### INSTRUCTIONS TO FOLLOW
Every line below that mentions the word "walking" should be copied out.

### RECORDS PROVIDED
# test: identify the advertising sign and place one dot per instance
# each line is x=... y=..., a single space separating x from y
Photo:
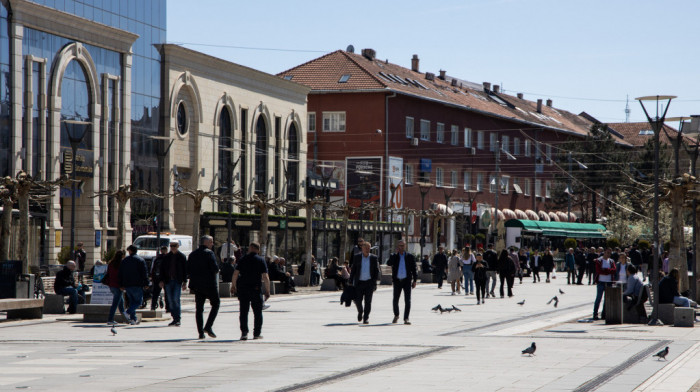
x=395 y=171
x=363 y=180
x=100 y=292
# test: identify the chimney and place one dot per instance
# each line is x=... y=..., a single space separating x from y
x=414 y=63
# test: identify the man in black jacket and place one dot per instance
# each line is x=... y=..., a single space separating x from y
x=202 y=270
x=173 y=278
x=65 y=285
x=439 y=265
x=363 y=275
x=133 y=279
x=404 y=277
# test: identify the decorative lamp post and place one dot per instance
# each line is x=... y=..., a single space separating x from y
x=656 y=124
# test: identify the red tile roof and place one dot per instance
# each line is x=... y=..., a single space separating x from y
x=324 y=74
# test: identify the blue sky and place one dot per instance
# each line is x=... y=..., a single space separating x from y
x=584 y=55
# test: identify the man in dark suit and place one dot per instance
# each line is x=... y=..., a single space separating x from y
x=404 y=277
x=202 y=270
x=363 y=275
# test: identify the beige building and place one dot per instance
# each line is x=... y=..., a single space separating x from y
x=230 y=127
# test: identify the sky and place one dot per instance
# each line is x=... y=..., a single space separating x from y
x=584 y=55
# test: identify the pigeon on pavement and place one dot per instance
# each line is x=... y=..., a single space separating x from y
x=662 y=354
x=530 y=350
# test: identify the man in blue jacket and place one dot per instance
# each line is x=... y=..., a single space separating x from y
x=202 y=270
x=133 y=279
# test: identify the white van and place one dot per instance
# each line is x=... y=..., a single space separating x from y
x=148 y=248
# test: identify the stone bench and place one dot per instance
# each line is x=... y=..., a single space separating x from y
x=329 y=285
x=683 y=317
x=22 y=308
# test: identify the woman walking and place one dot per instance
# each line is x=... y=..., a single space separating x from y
x=113 y=283
x=479 y=268
x=454 y=271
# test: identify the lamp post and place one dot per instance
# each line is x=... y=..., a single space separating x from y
x=161 y=153
x=656 y=124
x=74 y=143
x=423 y=188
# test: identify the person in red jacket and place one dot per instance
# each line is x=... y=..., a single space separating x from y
x=604 y=275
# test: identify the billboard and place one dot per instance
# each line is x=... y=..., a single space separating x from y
x=363 y=180
x=396 y=185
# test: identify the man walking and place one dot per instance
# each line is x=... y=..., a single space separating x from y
x=404 y=277
x=202 y=270
x=439 y=265
x=173 y=275
x=251 y=282
x=133 y=279
x=363 y=275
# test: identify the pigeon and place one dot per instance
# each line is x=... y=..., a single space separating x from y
x=530 y=350
x=662 y=354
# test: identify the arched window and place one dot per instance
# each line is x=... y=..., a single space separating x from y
x=225 y=154
x=293 y=165
x=260 y=156
x=75 y=106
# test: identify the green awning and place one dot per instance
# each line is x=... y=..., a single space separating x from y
x=559 y=229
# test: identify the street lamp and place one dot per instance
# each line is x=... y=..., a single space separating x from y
x=657 y=124
x=161 y=153
x=74 y=143
x=423 y=188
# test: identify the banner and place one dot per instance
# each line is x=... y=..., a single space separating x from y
x=100 y=292
x=396 y=187
x=363 y=180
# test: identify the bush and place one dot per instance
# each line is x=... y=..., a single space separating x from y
x=63 y=255
x=570 y=243
x=643 y=244
x=612 y=243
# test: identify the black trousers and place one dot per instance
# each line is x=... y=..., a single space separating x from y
x=247 y=299
x=364 y=290
x=509 y=280
x=405 y=286
x=200 y=296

### ANSWER TO THIS TASK
# test: identify the woman walking and place one dot per instance
# test: identify the man walking and place one dot per instance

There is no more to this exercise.